Dataset entries:
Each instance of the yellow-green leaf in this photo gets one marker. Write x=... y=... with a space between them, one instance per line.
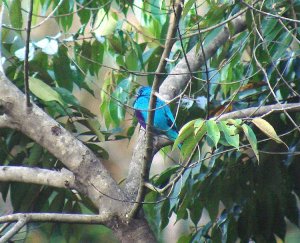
x=251 y=138
x=44 y=91
x=267 y=129
x=230 y=134
x=213 y=131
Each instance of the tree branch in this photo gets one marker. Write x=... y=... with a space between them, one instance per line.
x=60 y=179
x=261 y=111
x=140 y=164
x=54 y=218
x=14 y=230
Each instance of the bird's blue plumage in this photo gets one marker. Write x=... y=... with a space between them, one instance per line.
x=164 y=122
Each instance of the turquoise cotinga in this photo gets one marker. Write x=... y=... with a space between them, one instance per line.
x=164 y=122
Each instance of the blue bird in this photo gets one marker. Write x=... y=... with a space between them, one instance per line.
x=164 y=122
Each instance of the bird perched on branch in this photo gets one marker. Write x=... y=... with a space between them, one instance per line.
x=164 y=122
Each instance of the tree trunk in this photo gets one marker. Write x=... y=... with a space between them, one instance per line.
x=137 y=231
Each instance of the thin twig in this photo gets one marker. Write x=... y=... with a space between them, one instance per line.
x=26 y=62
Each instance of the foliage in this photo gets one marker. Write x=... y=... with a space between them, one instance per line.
x=233 y=170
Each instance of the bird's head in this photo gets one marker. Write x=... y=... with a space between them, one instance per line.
x=144 y=91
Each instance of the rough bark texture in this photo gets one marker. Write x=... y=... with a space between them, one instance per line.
x=136 y=231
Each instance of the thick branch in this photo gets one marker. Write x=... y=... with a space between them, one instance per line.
x=14 y=230
x=173 y=84
x=54 y=218
x=36 y=124
x=60 y=179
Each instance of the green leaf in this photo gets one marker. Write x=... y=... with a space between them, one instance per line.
x=15 y=14
x=198 y=125
x=251 y=138
x=67 y=96
x=186 y=131
x=43 y=91
x=226 y=77
x=191 y=142
x=213 y=131
x=267 y=129
x=62 y=69
x=230 y=134
x=189 y=4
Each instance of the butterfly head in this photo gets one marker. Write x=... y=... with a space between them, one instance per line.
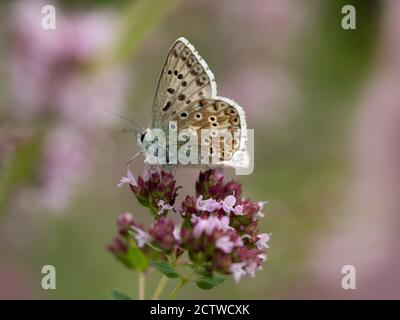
x=140 y=137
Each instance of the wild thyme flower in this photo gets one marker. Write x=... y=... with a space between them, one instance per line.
x=219 y=233
x=155 y=190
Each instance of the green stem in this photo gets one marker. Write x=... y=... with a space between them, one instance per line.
x=174 y=292
x=141 y=286
x=160 y=288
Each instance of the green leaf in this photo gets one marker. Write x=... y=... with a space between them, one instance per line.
x=118 y=295
x=207 y=283
x=165 y=268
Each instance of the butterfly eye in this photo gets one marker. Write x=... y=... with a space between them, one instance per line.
x=206 y=141
x=183 y=115
x=191 y=61
x=178 y=48
x=235 y=120
x=185 y=54
x=214 y=133
x=197 y=70
x=167 y=106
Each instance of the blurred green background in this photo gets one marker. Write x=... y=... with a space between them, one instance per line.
x=304 y=83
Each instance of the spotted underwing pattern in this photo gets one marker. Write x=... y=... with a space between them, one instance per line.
x=187 y=93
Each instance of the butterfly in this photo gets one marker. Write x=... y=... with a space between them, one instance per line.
x=186 y=100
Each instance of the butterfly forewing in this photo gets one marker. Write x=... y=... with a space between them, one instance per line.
x=185 y=78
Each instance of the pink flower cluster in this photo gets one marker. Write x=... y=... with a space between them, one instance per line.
x=57 y=81
x=219 y=231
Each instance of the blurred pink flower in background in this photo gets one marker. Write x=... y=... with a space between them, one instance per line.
x=263 y=79
x=59 y=75
x=268 y=97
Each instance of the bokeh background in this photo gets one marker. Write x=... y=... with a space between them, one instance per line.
x=324 y=103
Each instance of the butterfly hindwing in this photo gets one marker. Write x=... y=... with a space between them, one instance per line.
x=185 y=78
x=215 y=118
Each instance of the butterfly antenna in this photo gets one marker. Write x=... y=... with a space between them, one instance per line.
x=128 y=119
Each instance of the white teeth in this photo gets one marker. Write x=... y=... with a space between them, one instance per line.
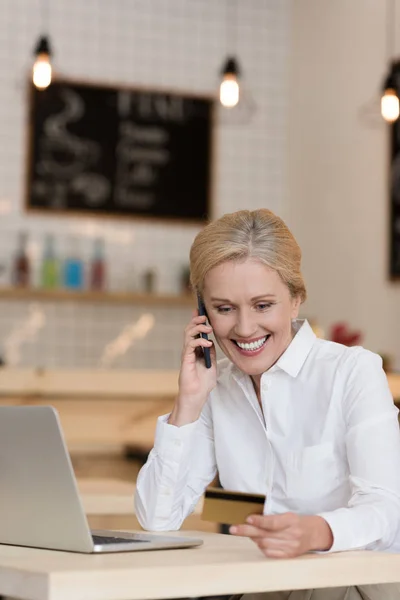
x=253 y=345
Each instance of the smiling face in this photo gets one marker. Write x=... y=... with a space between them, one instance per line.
x=250 y=310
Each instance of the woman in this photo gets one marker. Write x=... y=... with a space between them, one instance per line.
x=307 y=422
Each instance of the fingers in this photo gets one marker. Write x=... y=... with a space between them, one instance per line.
x=196 y=326
x=274 y=548
x=274 y=522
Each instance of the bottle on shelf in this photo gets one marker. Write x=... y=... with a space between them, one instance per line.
x=73 y=271
x=21 y=269
x=98 y=266
x=50 y=268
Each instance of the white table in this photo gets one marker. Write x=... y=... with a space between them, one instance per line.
x=223 y=565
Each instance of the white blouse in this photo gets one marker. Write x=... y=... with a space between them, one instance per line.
x=326 y=442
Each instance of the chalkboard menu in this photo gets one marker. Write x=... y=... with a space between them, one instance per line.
x=394 y=220
x=126 y=152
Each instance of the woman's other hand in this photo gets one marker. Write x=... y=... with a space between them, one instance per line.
x=286 y=535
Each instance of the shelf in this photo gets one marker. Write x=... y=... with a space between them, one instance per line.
x=36 y=294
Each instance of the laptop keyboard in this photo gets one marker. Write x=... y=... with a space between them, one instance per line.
x=107 y=539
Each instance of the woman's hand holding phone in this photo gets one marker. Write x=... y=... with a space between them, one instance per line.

◆ Task item: Give the entries again word for word, but skip the pictures.

◆ Answer to this problem:
Each instance of the yellow-green leaf in this photo gets one marker. Write x=... y=... with a space between them, one instance per line.
x=251 y=138
x=44 y=91
x=267 y=129
x=230 y=134
x=213 y=131
Each instance of the tree branch in this photo gets one marker. Write x=... y=... with a space between them, one instance per line.
x=60 y=179
x=261 y=111
x=140 y=164
x=54 y=218
x=14 y=230
Each instance of the bird's blue plumage in this photo gets one marker. Write x=... y=... with a space between them, one instance per line.
x=164 y=122
Each instance of the turquoise cotinga in this photo gets one marker. Write x=... y=... with a space between them, one instance per line.
x=164 y=122
Each instance of the blue bird in this photo gets one marker. Write x=... y=... with a space between them, one instance per line.
x=164 y=122
Each instance of the bird perched on branch in this photo gets one marker. Write x=... y=... with a space between them, one instance per line.
x=164 y=122
Each instance of the tree trunk in this photo gets one marker. Write x=... y=... with a space between them, one instance per line.
x=137 y=231
Each instance of the thin twig in this photo gets one marker. Write x=... y=... with a space between them, one instance per line.
x=26 y=62
Each instance of the foliage in this photo gets one marker. Write x=... y=... with a space between them, one instance per line.
x=233 y=170
Each instance of the bird's head in this photo gets one marker. Write x=... y=... with a space between them, one instance per line.
x=144 y=91
Each instance of the rough bark texture in this photo gets one marker. Write x=... y=... with a space between them, one instance per line.
x=136 y=231
Each instance of the thick branch in this photo gets one marker. Write x=... y=... with a space between them, one instance per line.
x=14 y=230
x=173 y=84
x=54 y=218
x=36 y=124
x=60 y=179
Each instance of the green leaf in this photo gets one marker. Write x=... y=... with a space between them, one instance per line.
x=15 y=14
x=198 y=125
x=251 y=138
x=67 y=96
x=186 y=131
x=43 y=91
x=226 y=77
x=191 y=142
x=213 y=131
x=267 y=129
x=62 y=69
x=230 y=134
x=189 y=4
Each instance of the butterfly head in this photo gets one marker. Write x=... y=... with a space between them, one instance per line.
x=140 y=137
Each instance of the wild thyme flower in this photo gets one marker. Write x=... y=... with a space between them, one instance per line.
x=219 y=233
x=155 y=190
Each instance of the green stem in this photo gets one marker. Write x=... y=... with a space between them, one instance per line.
x=174 y=292
x=141 y=286
x=160 y=288
Each instance of the green leaf in this photo gets one marker. Write x=... y=... with a space between them, one instance per line.
x=118 y=295
x=207 y=283
x=165 y=268
Each instance of the butterfly eye in this photo gets one marker. Write x=... y=... with a space between them, one instance per line.
x=206 y=141
x=183 y=115
x=191 y=61
x=178 y=48
x=235 y=120
x=185 y=54
x=214 y=133
x=197 y=70
x=167 y=106
Each instance of the blurred green background in this photo gets one marker. Write x=... y=... with a space between them, one instance per line.
x=304 y=83
Each instance of the spotted underwing pattern in this photo gets one marker. Write x=... y=... with a space between them, one instance per line.
x=187 y=93
Each instance of the butterfly in this photo gets one marker. Write x=... y=... with a space between them, one instance per line.
x=186 y=100
Each instance of the butterfly forewing in this photo gets one marker. Write x=... y=... with a space between them, one instance per line.
x=185 y=78
Each instance of the pink flower cluster in this photo gets one marker. Write x=... y=... with a space between them, one instance per line.
x=57 y=81
x=219 y=231
Each instance of the blurred pink flower in background in this photo gets one marker. Write x=... y=... with a space between them, one instance per line.
x=263 y=79
x=59 y=75
x=268 y=97
Each instance of the bokeh background in this photo gets one marker. Write x=... y=... with a space between them, one instance per line.
x=324 y=103
Each instance of the butterfly hindwing in this photo gets one marker. Write x=... y=... with a space between them, one instance per line.
x=185 y=78
x=215 y=118
Each instance of the butterfly antenna in this photo gets one marker. Write x=... y=... with a space between them, one instance per line.
x=128 y=119
Each instance of the white teeth in this photo gets one marker. Write x=... y=... with a space between them, one instance per line.
x=253 y=345
Each instance of the smiling face in this photo gets one marker. Write x=... y=... with a space between them, one instance per line.
x=250 y=310
Each instance of the woman in this photo gets one marker. Write x=... y=... with a space between them, one instance per line.
x=307 y=422
Each instance of the fingers in this photo gets one marker. Write x=... y=... with a space between them, one instance per line.
x=196 y=326
x=274 y=548
x=274 y=522
Each instance of the bottle on shelf in this photo gets one marker. Write x=... y=... with a space between them, one instance per line.
x=73 y=271
x=21 y=269
x=98 y=266
x=50 y=268
Each instance of the white table in this photo gets one marker. Write x=... y=... with a space between them, one instance per line.
x=223 y=565
Each instance of the white blouse in this photo gets one marker. Write x=... y=... with a space between them, one instance per line.
x=326 y=442
Each instance of the chalkboard menu in this photo gets one marker. Write x=... y=... with a space between them, one instance per line.
x=394 y=220
x=126 y=152
Each instance of the woman's other hand in this photo gets one marker. Write x=... y=... with a space between them, one instance per line.
x=286 y=535
Each instance of the shelf in this photo gets one marker. Write x=... y=... with a space between them, one instance per line.
x=36 y=294
Each instance of the laptop keyboard in this photo gets one marker. Write x=... y=... with a space between them, one instance per line.
x=107 y=539
Each instance of the woman's hand holding phone in this photo gets one marker. Write x=... y=... with a space between them, one instance per line.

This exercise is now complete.